#### WORK TO COMPLETE
Please copy out the lines of the entries below from the line with "the bridge in" up to and including the line with "[[100, 41]]", keeping every character the same.

--- START GIVEN DATA ---

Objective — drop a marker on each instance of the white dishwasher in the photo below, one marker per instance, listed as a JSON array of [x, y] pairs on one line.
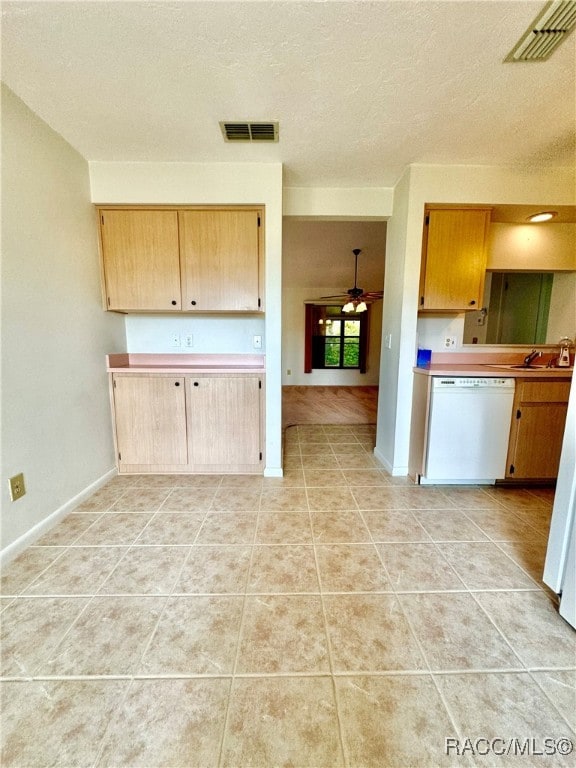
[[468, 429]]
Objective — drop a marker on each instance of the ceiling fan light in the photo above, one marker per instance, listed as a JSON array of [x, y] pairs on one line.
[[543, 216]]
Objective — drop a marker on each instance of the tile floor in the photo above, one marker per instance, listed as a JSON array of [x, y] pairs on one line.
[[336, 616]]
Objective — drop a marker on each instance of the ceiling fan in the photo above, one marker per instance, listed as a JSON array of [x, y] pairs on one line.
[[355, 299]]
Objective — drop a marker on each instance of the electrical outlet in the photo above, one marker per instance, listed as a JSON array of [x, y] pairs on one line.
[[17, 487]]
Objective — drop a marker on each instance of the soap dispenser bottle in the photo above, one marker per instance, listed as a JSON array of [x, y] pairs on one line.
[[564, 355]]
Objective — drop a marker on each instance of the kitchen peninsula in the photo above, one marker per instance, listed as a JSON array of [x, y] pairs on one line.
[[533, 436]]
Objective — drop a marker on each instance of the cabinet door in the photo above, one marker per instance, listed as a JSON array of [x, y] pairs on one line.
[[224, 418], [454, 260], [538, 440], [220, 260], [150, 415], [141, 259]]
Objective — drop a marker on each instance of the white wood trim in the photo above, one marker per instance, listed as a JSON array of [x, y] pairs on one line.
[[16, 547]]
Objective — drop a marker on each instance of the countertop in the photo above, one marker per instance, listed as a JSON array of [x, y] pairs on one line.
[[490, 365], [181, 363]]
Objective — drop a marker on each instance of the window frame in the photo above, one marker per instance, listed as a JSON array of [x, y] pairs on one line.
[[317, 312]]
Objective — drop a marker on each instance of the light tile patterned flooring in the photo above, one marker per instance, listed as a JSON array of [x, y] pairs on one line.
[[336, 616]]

--- END GIVEN DATA ---
--- START GIVEN DATA ---

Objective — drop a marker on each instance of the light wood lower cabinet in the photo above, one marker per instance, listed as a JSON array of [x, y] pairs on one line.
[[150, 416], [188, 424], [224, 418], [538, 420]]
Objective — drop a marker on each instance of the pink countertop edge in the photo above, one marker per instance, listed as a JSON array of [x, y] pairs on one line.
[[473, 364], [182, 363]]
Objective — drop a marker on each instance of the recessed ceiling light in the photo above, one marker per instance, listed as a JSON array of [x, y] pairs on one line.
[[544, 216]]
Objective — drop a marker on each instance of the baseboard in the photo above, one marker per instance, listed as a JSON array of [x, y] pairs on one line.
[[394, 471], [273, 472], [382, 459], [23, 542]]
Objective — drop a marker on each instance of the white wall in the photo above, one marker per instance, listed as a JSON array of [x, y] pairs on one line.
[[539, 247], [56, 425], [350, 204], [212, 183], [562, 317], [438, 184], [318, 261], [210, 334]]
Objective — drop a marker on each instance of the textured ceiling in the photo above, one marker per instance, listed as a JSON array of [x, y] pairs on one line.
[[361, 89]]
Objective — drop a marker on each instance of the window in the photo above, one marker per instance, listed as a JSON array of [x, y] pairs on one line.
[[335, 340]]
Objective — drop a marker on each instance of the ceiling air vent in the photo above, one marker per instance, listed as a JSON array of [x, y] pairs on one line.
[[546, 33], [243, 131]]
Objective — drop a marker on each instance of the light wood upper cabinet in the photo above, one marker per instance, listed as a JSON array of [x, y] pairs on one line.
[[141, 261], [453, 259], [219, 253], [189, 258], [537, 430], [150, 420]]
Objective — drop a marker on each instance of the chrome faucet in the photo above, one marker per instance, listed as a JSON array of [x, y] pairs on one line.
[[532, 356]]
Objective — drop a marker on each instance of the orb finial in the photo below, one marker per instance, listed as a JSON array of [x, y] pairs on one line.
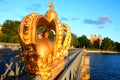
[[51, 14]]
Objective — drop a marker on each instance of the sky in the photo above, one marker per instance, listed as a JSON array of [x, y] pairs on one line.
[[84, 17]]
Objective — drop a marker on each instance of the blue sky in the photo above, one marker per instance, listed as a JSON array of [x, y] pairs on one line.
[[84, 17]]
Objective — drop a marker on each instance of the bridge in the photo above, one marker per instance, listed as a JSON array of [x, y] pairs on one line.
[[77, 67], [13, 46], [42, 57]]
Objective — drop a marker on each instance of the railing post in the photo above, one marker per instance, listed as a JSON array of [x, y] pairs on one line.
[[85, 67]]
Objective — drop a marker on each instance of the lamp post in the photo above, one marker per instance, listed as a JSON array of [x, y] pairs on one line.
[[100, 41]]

--- END GIVEN DATA ---
--- START GIVEN DATA ---

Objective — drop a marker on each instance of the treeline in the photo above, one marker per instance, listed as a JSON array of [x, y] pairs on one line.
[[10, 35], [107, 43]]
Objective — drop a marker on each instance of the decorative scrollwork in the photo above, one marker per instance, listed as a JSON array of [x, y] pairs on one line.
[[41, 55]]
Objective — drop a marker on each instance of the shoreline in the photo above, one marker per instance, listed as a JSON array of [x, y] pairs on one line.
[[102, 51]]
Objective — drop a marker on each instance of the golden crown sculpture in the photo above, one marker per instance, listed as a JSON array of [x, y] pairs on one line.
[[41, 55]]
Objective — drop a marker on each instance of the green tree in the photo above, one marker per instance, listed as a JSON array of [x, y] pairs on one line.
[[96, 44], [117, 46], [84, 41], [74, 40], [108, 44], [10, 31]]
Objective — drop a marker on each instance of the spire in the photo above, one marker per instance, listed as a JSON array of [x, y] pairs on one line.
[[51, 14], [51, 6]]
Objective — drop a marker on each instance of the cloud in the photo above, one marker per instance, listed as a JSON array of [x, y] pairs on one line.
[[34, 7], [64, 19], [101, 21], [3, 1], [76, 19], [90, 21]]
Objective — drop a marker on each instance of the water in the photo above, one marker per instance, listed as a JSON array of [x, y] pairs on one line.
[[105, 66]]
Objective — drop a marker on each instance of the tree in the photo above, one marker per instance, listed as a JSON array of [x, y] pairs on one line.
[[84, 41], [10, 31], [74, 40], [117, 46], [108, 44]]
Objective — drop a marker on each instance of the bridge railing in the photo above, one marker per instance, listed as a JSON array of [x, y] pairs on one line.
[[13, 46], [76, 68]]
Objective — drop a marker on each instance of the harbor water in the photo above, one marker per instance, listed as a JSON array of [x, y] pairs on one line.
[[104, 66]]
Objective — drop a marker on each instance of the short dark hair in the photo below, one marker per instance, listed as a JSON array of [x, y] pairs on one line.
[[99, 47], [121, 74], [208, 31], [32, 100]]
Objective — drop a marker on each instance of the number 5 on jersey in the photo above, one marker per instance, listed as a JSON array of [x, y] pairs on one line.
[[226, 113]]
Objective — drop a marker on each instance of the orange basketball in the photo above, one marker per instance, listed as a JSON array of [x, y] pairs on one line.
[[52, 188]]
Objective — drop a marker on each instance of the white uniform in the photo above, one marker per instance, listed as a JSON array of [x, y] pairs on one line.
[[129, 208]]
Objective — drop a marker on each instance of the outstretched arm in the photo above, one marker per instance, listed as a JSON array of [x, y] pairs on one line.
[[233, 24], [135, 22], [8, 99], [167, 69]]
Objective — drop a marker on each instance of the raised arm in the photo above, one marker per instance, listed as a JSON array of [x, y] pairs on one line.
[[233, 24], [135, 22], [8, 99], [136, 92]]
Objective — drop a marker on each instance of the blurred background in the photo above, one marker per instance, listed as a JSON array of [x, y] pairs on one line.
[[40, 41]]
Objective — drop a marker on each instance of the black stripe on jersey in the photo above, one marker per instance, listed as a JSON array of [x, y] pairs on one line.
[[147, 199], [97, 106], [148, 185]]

--- END GIVEN DATA ---

#### REPLY TO THE TASK
Objective — drop a marker on each instance of the bridge in the photo above, one marker per instance, listed as a JSON array of [x, y] pairs on one line.
[[77, 67], [13, 46], [42, 57]]
Objective — drop a marker on each instance of the railing post in the photo above, one marker per instance, listed as a JSON array of [x, y] pairs on one line.
[[85, 67]]
Objective — drop a marker on each instance of the lamp post in the photo above, one marker per instance, listed as a JSON array of [x, y] pairs on one line.
[[100, 41]]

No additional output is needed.